__TASK STATEMENT__
Each record is to be given again precisely as written.

======== GIVEN DATA

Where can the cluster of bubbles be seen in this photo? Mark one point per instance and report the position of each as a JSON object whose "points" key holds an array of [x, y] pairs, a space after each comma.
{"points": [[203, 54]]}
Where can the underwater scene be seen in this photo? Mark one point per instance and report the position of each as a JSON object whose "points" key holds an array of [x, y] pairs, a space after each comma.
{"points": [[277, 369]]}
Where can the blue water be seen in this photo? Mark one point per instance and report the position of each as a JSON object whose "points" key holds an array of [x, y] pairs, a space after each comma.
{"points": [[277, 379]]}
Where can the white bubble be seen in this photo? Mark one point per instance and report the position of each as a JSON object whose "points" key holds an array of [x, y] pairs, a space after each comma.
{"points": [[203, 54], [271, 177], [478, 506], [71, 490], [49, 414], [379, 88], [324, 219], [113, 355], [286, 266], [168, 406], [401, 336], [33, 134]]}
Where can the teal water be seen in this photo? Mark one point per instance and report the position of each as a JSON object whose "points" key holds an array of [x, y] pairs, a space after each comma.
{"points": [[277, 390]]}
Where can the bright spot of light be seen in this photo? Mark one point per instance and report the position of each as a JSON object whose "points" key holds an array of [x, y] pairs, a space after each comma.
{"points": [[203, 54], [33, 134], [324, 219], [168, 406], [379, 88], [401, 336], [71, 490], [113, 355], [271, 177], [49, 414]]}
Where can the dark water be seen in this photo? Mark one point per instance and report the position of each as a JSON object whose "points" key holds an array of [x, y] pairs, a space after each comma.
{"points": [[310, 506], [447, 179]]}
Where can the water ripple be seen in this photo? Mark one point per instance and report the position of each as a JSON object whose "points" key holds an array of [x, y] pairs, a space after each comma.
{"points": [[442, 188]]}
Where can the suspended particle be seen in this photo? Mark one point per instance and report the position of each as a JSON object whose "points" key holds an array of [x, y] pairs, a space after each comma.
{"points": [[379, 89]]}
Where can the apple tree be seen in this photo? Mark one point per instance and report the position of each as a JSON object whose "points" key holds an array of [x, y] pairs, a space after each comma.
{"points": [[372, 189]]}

================

__WRITTEN REPLY__
Where can the cluster of bubbles be seen in this photo? Mark one point per instance and report the position of each as a JSON object whose "points" key holds an array of [x, y] pairs, a space after each comma.
{"points": [[203, 54]]}
Where can the underwater scene be seen in this photo? Mark one point per instance and report the position of each as a JSON object whose "points" key holds an array of [x, y] pairs, a space after each comma.
{"points": [[277, 369]]}
Where can the blue water be seen in this photo? Mark one point per instance and report the position of each as a JSON object whose "points" key holds an array of [x, y] pairs, a space after each comma.
{"points": [[277, 379]]}
Where can the white bubble be seen in this photo? Mark one point per instance and report the position of each as a JSON object whose "points" key holds an array of [x, y] pairs, a space after each comma.
{"points": [[203, 54], [271, 177], [478, 506], [71, 490], [49, 414], [379, 88], [324, 219], [113, 355], [286, 266], [168, 406], [401, 336], [33, 134]]}
Where can the teal water be seen in this photo? Mark one point per instance and report the position of each as a JSON object whose "points" key holds an array of [x, y] pairs, a space after each comma.
{"points": [[277, 390]]}
Where can the bright spot of light be seen in this photo? Mark one point per instance and report the position of each as a JSON object whose "points" key holds an array of [x, y] pairs, a space after each comma.
{"points": [[203, 54], [33, 134], [324, 219], [168, 406], [379, 88], [401, 336], [71, 490], [113, 355], [271, 177], [49, 414]]}
Where can the dark water be seen in this photo? Mark one point per instance and report the position of each as a JSON object whose "points" key holds an array of [x, y] pairs, a space after each comma.
{"points": [[310, 506], [447, 179]]}
Where can the water ripple be seen in this photo? Mark one point per instance and report the position of each as a JSON object whose "points" key holds an array of [x, y] pairs, a space after each comma.
{"points": [[442, 188]]}
Where can the suspended particle be seen in this photo? Mark one point per instance and report the position of each as a JSON object whose "points" key holds an array of [x, y] pairs, a space after each comma.
{"points": [[379, 89]]}
Where can the apple tree be seen in this photo? Mark one point per instance and report the position of each as a JSON object whose "points" key holds an array of [x, y] pairs, a space after each comma.
{"points": [[372, 189]]}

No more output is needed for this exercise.